• PROBLEM STATEMENT: The answer should hold only the line with "Mark the innermost point of each instance of the blue farm" and each line after it through the last line of the material, exactly.

• TASK INPUT:
-=-=-=-=-

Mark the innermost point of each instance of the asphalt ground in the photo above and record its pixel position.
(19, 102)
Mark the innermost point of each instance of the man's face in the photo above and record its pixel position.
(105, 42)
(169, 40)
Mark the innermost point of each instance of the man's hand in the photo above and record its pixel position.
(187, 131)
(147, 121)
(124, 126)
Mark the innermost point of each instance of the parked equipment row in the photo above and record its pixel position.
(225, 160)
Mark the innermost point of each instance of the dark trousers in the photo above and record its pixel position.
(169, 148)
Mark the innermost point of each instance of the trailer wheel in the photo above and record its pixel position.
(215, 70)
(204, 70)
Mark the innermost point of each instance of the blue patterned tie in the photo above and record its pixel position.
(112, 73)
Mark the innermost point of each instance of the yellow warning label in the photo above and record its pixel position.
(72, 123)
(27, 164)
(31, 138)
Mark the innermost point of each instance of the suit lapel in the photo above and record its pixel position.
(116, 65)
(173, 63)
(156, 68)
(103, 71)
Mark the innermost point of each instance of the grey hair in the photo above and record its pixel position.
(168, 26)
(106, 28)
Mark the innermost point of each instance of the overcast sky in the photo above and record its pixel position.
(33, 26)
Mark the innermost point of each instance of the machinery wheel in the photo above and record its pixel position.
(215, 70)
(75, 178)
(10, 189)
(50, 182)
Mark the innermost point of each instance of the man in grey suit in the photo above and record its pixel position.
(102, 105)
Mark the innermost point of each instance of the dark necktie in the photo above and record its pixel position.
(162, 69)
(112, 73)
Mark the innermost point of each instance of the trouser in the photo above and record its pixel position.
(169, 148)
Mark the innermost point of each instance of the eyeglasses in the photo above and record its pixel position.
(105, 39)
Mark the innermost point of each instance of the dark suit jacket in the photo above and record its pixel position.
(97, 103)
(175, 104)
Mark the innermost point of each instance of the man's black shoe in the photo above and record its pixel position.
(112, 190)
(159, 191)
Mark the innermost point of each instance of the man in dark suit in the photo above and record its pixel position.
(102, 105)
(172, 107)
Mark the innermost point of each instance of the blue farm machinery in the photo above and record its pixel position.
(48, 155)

-=-=-=-=-

• SOLUTION TO THIS PROBLEM:
Mark the innermost point of each instance of the blue farm machinery in the photo above and record its pixel position.
(48, 155)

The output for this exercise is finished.